[Start Input]
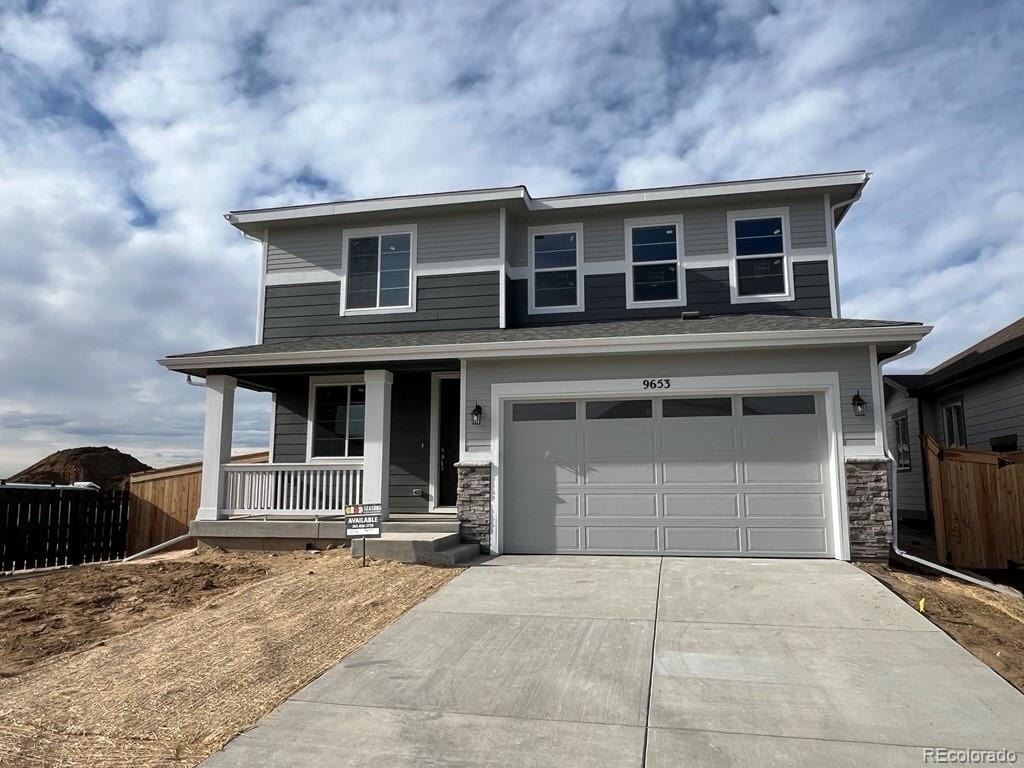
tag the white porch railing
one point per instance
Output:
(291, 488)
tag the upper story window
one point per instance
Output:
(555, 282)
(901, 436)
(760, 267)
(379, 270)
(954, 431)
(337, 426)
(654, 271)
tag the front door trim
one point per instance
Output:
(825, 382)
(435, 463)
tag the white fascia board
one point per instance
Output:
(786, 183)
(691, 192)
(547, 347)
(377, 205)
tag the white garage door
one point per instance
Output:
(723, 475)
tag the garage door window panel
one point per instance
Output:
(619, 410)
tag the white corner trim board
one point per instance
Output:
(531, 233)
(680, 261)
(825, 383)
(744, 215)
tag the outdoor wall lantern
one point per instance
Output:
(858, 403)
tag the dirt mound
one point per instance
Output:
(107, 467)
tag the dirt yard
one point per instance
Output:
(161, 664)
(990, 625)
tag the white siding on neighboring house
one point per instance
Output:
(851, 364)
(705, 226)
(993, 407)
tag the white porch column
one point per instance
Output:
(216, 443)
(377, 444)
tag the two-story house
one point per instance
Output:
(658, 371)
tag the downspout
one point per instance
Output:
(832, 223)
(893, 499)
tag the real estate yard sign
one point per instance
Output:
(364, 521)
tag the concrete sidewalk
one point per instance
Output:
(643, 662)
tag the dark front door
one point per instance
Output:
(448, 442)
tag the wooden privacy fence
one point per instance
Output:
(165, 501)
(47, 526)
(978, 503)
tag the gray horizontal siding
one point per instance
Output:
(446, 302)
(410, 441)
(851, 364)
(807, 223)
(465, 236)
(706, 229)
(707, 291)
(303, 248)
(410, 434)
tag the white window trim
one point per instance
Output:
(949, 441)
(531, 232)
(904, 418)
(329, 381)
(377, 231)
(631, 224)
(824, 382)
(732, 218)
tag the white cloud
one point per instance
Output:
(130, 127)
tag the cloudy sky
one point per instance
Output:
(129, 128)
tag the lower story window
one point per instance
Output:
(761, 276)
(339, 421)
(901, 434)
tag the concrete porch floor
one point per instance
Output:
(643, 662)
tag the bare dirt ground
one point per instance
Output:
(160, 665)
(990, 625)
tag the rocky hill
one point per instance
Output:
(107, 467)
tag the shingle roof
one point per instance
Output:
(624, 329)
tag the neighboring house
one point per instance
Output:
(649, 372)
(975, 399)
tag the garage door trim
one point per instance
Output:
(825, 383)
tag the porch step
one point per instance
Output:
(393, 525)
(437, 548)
[End Input]
[Start Input]
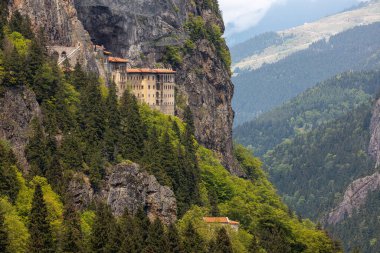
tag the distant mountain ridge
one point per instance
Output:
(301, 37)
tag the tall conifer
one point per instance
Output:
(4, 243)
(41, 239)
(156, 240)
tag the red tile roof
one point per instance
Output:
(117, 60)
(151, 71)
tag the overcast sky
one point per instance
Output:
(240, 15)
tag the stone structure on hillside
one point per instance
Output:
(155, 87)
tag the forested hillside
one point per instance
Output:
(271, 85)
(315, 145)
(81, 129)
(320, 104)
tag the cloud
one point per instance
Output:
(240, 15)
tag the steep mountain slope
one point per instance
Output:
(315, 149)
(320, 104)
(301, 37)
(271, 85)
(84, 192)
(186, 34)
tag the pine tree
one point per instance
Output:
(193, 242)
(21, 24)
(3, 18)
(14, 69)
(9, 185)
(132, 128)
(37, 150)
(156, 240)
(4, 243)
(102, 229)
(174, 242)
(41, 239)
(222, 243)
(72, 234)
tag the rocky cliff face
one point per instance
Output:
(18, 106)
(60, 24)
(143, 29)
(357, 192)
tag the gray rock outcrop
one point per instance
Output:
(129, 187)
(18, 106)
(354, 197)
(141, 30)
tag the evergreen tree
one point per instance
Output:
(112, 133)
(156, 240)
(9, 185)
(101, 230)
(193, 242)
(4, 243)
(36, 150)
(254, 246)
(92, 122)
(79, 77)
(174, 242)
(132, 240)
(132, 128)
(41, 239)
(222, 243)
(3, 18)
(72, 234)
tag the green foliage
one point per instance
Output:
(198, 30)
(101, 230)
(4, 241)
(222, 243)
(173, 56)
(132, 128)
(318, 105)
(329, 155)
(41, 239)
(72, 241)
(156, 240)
[End Input]
__What you are asked to do__
Collect every line from the items above that contains the word "neighboring".

__Output below__
tag the white siding on neighboring house
tag the neighboring house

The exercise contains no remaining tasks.